▸ Set exercise: Please copy the listing below line for line, leaving every word and number unchanged.

*-*-*

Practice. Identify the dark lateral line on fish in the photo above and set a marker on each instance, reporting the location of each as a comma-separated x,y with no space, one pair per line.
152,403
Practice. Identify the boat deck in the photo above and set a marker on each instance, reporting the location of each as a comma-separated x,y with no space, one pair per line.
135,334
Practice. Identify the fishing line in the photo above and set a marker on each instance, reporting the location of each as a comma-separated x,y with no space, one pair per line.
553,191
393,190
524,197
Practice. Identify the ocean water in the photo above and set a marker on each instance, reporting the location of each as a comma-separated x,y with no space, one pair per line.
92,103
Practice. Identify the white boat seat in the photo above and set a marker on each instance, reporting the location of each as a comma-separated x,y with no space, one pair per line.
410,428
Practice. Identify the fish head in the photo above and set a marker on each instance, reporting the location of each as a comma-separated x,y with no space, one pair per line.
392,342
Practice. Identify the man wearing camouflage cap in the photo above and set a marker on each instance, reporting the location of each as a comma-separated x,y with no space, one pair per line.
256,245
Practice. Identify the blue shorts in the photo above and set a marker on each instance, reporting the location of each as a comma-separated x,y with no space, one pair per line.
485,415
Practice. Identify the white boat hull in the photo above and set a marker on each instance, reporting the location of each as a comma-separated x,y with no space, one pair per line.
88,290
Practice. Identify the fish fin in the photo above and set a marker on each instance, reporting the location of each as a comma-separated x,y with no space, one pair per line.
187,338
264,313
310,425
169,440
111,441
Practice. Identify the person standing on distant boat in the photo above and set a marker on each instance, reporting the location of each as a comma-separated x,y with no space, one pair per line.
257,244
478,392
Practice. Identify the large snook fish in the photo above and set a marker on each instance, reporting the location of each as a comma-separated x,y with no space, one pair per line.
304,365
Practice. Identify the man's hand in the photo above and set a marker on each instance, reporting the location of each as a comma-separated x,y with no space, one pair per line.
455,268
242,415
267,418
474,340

*-*-*

▸ Exercise result:
Practice. Identify the dark lateral line on fish in the photo above and set a marker on each instance, reporting the location of each as a comma-separated x,y with no space, one pair per line.
152,403
Practice. Identify the boat deck in the photo above and set a marker on each instance, reporting the location of each as a comma-separated x,y with no space, one pair per line.
135,334
Practice. Identify the fishing line in the photo above and set a marker on each instance, reporting the location of each as a comma-separated x,y with no space, one pair per line.
553,191
393,190
524,197
Practice. Identify the ocean water in the photo above and set a marker on each instance, reporting the location of each as a comma-separated x,y with no space, one pair per line.
92,103
Practice. Identify the white boat seat in the photo above and set a marker on each instance, reporting the location of each as a comma-separated x,y with no space, one pair per line.
410,428
Practice. Identify the fish head in the photo above and set a marker on each instance, reporting the location of each as a comma-separated x,y with no space, one pair per line.
392,342
Practice. Identify the man wearing camouflage cap in the photo above and set a marker on each instance, reporting the location of each as a comma-separated x,y with no space, one pair per line.
256,245
Practice. Identify the blue shorts in the photo above and set a marker on each instance, reporting the location of each as a comma-separated x,y with no space, one pair per line.
485,415
Practice. Identify the white boat hull in the photo above and set a marker on each instance, reporting the location of each as a comma-separated x,y with no space, one pair per line.
88,290
Practice. Identify the fish fin in the photo above and set a marker on each instance, reporting the location of each as a comma-separated x,y with no space, one pair per line.
187,338
264,313
310,425
169,440
111,441
Practice. Identify the person standing on distant boat in the photo above and set a marker on each instance, reporting the location of each as a comma-separated x,y with no space, one pair per line.
257,244
478,392
Practice. Identify the large snook fish in the photo above and set a marker on each instance, reporting the location of each as a comma-separated x,y with no space, one pair per line.
304,365
Practice. Identify the man's hand in the photo above and set a marker on each instance, reporting the location of each as a comma-separated x,y with no space, one pair per line.
455,268
242,415
267,418
474,340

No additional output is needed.